• [TO-DO LIST]:
(1) Answer these questions about the kernel bug thread:
(a) What config option does the new mode depend on?
(b) Which kernel are Andy Whitcroft's test kernels based on?
(c) What rsize value appears in the nfs4 mount command?
(2) In the kernel bug thread, swap "problem" for "issue" and write out the passage starting at "http://people." and ending at "Thanks very much!".
(3) Carry the kernel bug thread forward from its last comment.

• [SELECTED EXCERPT]:
════════════════════

The new mode is still marked experimental (depending on CONFIG_EXPERIMENTAL) so its not deemed ready for mainstream use. We should have it disabled for the Jaunty cycle at least. It is likely something to be considered for the K cycle.

Revision history for this message
Andy Whitcroft (apw) wrote :

I have built some test kernels with this config change applied. These are based of the current jaunty kernel. If you could test these kernels and report back here that would be great. These kernels are available at the URL below:

    http://people.ubuntu.com/~apw/lp306016/

Revision history for this message
Kees Cook (kees) wrote :

I booted the test kernel and they fixed the problem for me. Thanks very much!

Revision history for this message
Noel J. Bergman (noeljb) wrote :

Andy, I also booted the test kernel, and can report that all of:

  mount -t nfs -o nolock noel-ubuntu.local:/ /tmp/nfsshare/
  mount -t nfs noel-ubuntu.local:/ /tmp/nfsshare/
  mount -t nfs4 -orsize=32768,wsize=32768 noel-ubuntu.local:/ /tmp/nfsshare/

work just fine. So that's all good news, and thank for you it. :-)

════════════════════

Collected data
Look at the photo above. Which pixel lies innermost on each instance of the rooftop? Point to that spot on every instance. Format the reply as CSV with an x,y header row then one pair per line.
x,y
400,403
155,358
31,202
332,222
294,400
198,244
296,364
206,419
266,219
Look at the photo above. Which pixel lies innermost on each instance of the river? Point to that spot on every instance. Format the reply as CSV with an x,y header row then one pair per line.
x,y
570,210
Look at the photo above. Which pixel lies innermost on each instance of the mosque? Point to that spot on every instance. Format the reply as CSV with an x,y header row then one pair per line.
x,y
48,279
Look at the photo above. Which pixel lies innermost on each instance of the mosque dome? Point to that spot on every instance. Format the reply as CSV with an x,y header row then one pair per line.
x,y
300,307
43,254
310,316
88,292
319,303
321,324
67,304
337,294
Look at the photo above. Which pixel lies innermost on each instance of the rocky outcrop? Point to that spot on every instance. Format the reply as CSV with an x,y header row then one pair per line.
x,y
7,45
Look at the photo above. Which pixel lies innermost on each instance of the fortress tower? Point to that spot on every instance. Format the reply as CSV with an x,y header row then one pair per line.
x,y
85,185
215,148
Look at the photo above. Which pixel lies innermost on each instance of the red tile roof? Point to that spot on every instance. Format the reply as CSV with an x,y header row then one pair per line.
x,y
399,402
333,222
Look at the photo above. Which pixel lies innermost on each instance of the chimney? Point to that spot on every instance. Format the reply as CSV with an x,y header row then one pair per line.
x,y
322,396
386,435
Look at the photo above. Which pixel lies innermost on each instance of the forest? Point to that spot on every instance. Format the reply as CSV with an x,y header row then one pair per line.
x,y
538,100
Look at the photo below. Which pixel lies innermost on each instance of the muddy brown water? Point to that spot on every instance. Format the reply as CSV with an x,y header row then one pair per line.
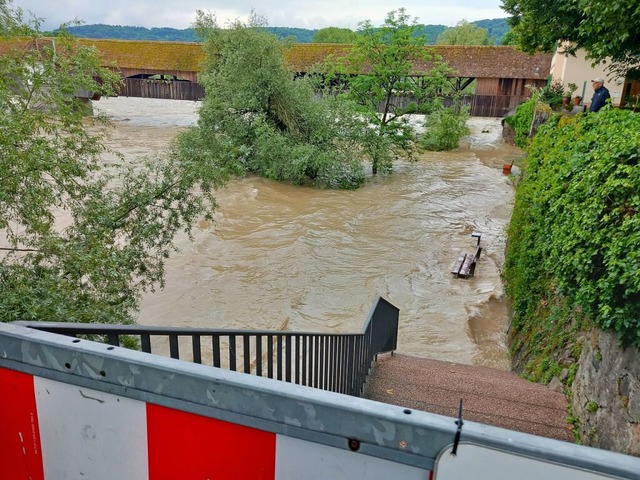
x,y
290,258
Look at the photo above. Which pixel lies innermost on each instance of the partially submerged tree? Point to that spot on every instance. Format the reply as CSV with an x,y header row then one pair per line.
x,y
256,117
390,74
79,241
607,29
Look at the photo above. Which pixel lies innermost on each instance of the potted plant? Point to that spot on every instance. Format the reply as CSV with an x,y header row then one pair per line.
x,y
551,94
568,93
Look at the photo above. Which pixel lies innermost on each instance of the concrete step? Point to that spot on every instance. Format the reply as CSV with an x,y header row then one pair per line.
x,y
493,397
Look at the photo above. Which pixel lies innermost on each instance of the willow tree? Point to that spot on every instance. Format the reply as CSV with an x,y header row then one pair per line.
x,y
79,241
256,117
389,74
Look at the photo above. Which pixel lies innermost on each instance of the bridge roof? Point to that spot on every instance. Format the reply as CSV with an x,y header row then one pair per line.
x,y
465,60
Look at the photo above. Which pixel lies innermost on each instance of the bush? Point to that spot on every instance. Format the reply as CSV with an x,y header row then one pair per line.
x,y
521,120
575,224
444,129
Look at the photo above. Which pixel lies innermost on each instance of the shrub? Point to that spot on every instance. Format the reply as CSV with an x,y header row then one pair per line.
x,y
521,120
576,225
444,129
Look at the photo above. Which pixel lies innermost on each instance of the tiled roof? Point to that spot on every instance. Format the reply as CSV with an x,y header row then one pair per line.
x,y
467,61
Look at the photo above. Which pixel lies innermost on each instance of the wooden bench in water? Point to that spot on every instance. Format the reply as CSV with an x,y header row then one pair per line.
x,y
465,265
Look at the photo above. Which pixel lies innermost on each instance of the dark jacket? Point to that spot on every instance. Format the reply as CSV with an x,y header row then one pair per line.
x,y
599,99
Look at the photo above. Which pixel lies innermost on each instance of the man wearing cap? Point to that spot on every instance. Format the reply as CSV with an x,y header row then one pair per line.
x,y
600,94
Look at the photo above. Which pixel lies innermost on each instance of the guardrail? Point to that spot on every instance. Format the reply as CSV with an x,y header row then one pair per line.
x,y
335,362
72,408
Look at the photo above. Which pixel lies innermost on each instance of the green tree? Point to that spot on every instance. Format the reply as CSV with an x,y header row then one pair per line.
x,y
464,33
334,35
79,240
606,29
389,74
256,117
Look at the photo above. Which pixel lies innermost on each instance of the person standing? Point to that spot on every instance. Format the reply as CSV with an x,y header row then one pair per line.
x,y
600,94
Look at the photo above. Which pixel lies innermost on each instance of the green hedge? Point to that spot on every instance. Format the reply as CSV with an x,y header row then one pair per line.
x,y
575,229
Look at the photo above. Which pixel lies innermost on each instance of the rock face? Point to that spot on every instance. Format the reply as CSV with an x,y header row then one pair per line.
x,y
606,394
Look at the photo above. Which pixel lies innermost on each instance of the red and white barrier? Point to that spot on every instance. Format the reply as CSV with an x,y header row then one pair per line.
x,y
52,430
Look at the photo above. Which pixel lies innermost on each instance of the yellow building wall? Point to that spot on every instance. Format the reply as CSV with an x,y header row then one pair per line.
x,y
578,70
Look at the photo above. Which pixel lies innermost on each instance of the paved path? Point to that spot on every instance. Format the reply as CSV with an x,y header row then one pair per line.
x,y
493,397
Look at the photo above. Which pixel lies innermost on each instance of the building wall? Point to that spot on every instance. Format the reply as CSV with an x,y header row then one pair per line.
x,y
578,70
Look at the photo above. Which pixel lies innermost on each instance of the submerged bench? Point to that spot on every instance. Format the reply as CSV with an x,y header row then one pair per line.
x,y
465,265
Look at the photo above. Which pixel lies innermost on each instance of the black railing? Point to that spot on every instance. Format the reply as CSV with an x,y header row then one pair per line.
x,y
335,362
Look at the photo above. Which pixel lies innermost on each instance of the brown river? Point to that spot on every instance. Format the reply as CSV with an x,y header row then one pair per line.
x,y
291,258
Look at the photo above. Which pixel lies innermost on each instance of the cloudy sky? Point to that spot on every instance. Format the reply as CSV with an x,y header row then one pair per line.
x,y
279,13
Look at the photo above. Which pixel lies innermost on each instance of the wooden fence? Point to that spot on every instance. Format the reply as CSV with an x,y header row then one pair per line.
x,y
480,105
166,89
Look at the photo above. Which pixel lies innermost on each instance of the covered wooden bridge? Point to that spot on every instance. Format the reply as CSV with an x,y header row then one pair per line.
x,y
170,69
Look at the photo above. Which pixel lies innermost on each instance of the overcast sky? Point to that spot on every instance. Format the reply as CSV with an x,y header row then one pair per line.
x,y
311,14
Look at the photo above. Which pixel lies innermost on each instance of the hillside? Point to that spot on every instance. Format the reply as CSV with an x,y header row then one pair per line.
x,y
496,27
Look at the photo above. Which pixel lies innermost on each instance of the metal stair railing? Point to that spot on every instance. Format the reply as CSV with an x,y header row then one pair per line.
x,y
335,362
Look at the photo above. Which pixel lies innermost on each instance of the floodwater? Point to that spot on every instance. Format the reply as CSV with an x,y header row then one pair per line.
x,y
301,259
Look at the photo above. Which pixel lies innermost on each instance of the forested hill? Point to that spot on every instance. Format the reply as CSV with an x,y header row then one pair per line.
x,y
496,27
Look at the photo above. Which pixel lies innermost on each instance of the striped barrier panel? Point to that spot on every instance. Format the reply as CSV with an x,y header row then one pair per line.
x,y
74,409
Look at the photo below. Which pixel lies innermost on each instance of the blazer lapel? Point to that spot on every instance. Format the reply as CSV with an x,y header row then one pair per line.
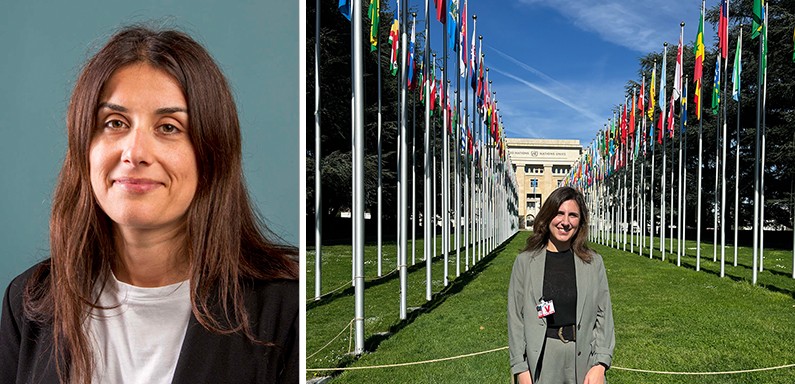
x,y
583,279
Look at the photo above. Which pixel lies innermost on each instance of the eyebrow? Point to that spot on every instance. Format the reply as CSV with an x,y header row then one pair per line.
x,y
159,111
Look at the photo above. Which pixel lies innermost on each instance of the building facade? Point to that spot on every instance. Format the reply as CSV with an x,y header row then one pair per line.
x,y
540,166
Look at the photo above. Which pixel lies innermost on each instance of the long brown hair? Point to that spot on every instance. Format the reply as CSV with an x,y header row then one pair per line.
x,y
548,212
226,243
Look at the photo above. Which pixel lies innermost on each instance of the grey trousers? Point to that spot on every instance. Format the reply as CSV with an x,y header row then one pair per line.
x,y
556,365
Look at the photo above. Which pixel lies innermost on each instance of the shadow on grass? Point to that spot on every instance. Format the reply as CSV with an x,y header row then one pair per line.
x,y
690,263
393,275
372,343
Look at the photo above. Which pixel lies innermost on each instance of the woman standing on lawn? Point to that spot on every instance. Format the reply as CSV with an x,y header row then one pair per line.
x,y
560,320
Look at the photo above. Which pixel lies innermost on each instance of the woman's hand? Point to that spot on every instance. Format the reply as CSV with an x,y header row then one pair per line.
x,y
595,375
524,378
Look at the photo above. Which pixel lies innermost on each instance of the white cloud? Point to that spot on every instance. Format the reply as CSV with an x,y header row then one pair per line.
x,y
641,26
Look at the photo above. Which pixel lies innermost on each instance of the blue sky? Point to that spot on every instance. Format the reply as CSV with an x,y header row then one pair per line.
x,y
559,67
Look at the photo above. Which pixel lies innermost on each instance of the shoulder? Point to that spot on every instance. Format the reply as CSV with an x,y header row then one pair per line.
x,y
272,303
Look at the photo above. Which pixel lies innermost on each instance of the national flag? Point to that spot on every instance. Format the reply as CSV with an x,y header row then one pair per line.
x,y
723,28
684,108
651,94
624,123
462,51
641,106
678,71
472,59
452,24
345,8
663,82
737,68
374,13
432,83
757,19
671,118
394,38
632,116
699,53
411,64
716,86
441,10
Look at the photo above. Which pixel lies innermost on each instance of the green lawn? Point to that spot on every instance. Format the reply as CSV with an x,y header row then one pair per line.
x,y
668,318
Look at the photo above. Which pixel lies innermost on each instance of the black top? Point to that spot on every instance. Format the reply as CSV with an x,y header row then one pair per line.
x,y
205,357
560,286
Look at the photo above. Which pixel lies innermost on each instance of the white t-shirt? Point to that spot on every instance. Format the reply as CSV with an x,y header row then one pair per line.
x,y
139,340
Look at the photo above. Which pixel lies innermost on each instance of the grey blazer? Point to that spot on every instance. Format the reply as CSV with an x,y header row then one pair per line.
x,y
595,337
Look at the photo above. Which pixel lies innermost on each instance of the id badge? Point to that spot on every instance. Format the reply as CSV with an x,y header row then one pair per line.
x,y
545,308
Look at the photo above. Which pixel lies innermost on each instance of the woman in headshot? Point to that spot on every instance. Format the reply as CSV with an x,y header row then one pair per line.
x,y
560,320
159,268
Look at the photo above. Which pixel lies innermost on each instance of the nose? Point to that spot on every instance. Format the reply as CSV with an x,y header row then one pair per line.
x,y
136,148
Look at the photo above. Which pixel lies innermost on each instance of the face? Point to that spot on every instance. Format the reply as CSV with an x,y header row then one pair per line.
x,y
142,163
564,225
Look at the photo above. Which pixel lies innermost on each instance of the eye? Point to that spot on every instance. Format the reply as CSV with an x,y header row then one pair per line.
x,y
168,129
114,124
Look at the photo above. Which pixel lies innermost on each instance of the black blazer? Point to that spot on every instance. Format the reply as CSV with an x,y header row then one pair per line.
x,y
205,357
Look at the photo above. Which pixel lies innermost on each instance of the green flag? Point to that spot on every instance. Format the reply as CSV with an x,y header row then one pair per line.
x,y
757,19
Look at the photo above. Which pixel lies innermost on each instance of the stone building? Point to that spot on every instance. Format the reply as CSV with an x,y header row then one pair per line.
x,y
540,166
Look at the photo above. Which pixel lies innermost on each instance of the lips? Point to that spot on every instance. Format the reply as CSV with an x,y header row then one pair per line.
x,y
136,185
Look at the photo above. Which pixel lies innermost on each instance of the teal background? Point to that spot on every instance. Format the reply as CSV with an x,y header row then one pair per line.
x,y
44,45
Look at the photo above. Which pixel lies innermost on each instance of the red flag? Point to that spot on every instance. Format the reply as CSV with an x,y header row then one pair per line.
x,y
632,118
723,28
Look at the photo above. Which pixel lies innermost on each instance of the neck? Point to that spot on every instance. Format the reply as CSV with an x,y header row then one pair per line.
x,y
556,246
149,258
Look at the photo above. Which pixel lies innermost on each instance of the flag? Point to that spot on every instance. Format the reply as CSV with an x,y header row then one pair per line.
x,y
394,38
671,118
441,10
632,116
663,82
472,59
374,13
737,68
699,53
684,108
678,71
462,51
651,94
411,64
452,24
641,106
723,28
345,8
716,86
757,19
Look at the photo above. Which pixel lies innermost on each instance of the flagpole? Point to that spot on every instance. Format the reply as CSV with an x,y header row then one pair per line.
x,y
357,211
664,160
380,166
633,194
318,200
699,92
756,165
723,171
762,172
737,150
683,178
427,222
413,153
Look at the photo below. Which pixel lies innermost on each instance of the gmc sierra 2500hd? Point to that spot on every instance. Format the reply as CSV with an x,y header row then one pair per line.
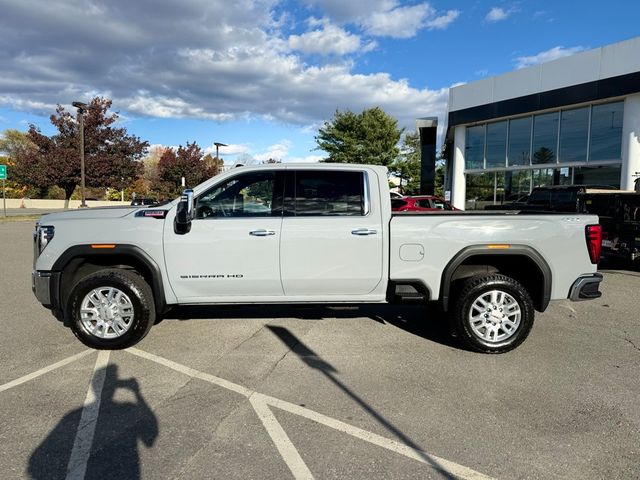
x,y
319,233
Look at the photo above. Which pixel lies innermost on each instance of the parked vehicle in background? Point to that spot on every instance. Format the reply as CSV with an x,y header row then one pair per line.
x,y
420,203
325,233
619,214
557,198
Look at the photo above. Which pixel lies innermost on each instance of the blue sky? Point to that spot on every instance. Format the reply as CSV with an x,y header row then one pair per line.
x,y
262,75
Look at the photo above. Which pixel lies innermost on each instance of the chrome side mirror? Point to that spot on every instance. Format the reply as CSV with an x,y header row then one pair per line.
x,y
184,213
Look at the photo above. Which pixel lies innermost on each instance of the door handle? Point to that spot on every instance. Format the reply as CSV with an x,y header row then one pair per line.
x,y
261,232
364,231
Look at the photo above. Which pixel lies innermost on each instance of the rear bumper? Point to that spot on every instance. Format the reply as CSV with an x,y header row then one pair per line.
x,y
586,287
45,287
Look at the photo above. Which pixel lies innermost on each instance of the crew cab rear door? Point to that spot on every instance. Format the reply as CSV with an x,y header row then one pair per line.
x,y
332,241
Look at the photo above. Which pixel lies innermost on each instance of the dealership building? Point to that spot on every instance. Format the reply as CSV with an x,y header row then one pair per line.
x,y
575,120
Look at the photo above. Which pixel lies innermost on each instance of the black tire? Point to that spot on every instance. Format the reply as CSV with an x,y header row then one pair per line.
x,y
139,297
507,332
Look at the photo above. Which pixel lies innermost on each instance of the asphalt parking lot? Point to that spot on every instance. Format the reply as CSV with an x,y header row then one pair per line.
x,y
317,392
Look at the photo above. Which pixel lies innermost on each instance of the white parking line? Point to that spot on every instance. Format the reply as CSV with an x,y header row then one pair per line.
x,y
81,451
221,382
437,463
42,371
280,438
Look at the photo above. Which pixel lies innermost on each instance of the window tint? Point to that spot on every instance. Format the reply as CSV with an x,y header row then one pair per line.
x,y
545,137
320,193
441,205
250,195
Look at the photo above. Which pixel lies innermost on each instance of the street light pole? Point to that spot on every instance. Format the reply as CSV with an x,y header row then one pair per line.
x,y
218,145
81,109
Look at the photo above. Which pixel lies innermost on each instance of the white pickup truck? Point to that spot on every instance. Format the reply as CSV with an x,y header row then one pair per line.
x,y
312,233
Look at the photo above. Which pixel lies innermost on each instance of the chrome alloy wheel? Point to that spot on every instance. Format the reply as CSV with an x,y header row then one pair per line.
x,y
494,316
106,312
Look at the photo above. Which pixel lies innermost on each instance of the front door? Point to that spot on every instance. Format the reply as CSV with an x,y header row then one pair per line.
x,y
232,249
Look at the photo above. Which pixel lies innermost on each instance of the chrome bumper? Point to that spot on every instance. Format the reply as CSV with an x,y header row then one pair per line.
x,y
586,287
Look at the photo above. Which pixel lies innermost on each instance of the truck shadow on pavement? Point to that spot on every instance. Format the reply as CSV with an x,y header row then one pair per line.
x,y
312,360
424,321
112,452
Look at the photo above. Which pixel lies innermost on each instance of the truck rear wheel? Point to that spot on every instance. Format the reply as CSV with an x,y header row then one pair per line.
x,y
493,313
111,309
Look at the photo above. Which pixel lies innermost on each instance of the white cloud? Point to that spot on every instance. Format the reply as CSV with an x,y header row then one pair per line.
x,y
385,18
443,21
230,149
329,40
206,59
348,11
497,14
404,22
307,159
278,151
546,56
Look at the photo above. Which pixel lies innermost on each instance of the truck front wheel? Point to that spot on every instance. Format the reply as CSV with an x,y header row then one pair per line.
x,y
493,313
111,309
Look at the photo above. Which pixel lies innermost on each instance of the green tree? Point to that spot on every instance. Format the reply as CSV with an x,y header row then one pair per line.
x,y
111,155
370,137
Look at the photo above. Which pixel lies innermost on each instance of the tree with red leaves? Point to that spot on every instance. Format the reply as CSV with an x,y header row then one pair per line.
x,y
188,162
111,155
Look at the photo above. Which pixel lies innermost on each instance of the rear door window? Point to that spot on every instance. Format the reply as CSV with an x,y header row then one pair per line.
x,y
325,193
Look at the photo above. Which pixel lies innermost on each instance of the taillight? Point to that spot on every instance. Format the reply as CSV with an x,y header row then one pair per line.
x,y
594,242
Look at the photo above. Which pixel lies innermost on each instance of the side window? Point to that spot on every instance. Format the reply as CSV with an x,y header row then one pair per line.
x,y
250,195
326,193
397,203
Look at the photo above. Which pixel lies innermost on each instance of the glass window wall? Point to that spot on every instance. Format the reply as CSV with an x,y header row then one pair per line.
x,y
606,132
519,152
474,149
496,144
545,138
574,132
605,176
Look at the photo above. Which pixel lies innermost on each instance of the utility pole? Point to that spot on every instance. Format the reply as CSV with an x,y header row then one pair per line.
x,y
81,109
218,145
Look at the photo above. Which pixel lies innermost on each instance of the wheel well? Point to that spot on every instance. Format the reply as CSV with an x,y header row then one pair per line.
x,y
80,267
520,267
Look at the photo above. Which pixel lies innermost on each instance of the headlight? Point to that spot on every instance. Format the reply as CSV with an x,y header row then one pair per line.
x,y
44,234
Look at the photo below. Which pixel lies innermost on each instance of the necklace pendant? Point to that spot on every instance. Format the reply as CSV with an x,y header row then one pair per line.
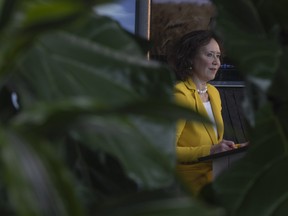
x,y
202,91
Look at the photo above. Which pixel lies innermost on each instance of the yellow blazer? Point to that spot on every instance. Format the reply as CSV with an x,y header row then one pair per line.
x,y
194,139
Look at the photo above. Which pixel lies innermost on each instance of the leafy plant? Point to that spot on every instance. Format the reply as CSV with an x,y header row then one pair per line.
x,y
95,130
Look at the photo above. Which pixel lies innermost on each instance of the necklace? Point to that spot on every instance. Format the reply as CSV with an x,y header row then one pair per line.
x,y
202,91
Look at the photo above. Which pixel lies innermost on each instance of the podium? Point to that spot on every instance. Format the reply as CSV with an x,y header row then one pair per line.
x,y
223,160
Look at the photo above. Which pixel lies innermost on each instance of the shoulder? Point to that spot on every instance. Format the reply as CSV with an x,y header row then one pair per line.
x,y
212,89
183,94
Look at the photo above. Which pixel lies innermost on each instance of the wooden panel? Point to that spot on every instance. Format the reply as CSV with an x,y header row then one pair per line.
x,y
232,112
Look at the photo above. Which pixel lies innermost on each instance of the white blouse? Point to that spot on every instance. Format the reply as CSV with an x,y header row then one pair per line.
x,y
208,108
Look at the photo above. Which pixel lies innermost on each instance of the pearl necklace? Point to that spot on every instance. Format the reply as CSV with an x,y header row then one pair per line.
x,y
202,91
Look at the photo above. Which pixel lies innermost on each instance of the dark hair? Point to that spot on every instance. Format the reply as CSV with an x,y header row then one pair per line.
x,y
185,49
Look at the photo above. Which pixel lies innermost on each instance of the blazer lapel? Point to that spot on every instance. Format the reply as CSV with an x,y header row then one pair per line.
x,y
201,110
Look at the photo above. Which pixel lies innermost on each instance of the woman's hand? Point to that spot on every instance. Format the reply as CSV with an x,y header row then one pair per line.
x,y
224,145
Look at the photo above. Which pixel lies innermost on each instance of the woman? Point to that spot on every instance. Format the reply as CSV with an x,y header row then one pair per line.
x,y
196,60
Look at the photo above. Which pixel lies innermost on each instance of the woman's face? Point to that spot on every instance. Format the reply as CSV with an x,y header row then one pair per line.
x,y
207,62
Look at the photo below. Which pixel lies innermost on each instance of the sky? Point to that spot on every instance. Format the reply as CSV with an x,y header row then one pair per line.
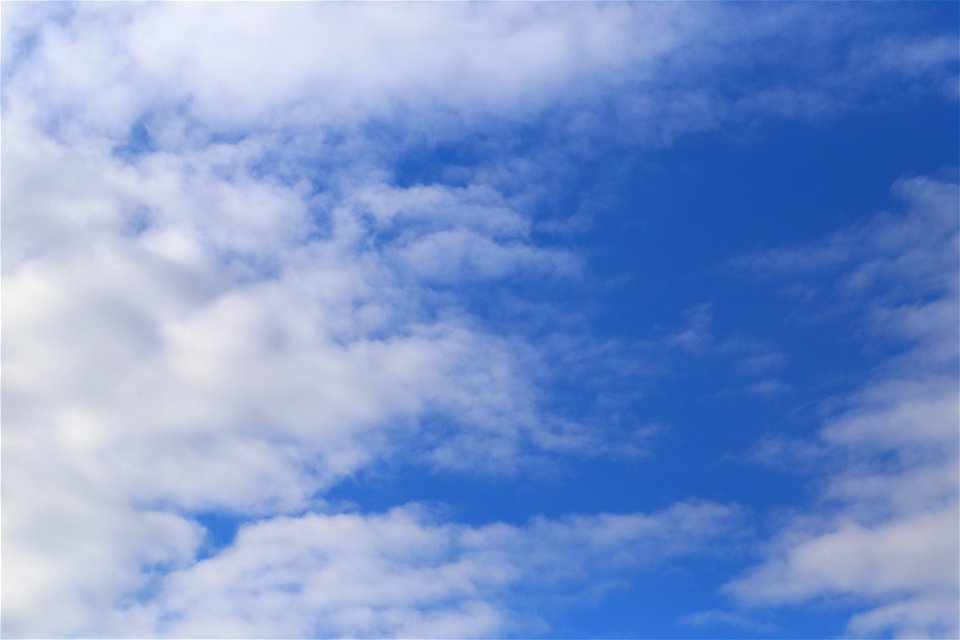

════════════════════

• [RESULTS FOR THE EXERCISE]:
(1)
(a) CONFIG_EXPERIMENTAL
(b) The current jaunty kernel
(c) 32768

(2)
http://people.ubuntu.com/~apw/lp306016/

Revision history for this message
Kees Cook (kees) wrote :

I booted the test kernel and they fixed the issue for me. Thanks very much!

(3)
HOWEVER ... unrelated to this bug, but a concern about the kernel you built. Did you do anything else different from a stock Ubuntu Jaunty kernel? Because if I boot to the previous kernel, Thinkfinger works, but it does not work with this kernel. Very reproducible, depending upon which kernel I boot. If this is something you want to follow up, feel free to open a new bug (or I can) and I'll pitch in with my details. If this is not unexpected for this test build, I'll chalk it up to a quirk of the build, and wait for a released kernel package set.

Revision history for this message
Simon L'nu (simon-lnu) wrote :

worked wonderfully, thank you very much :D.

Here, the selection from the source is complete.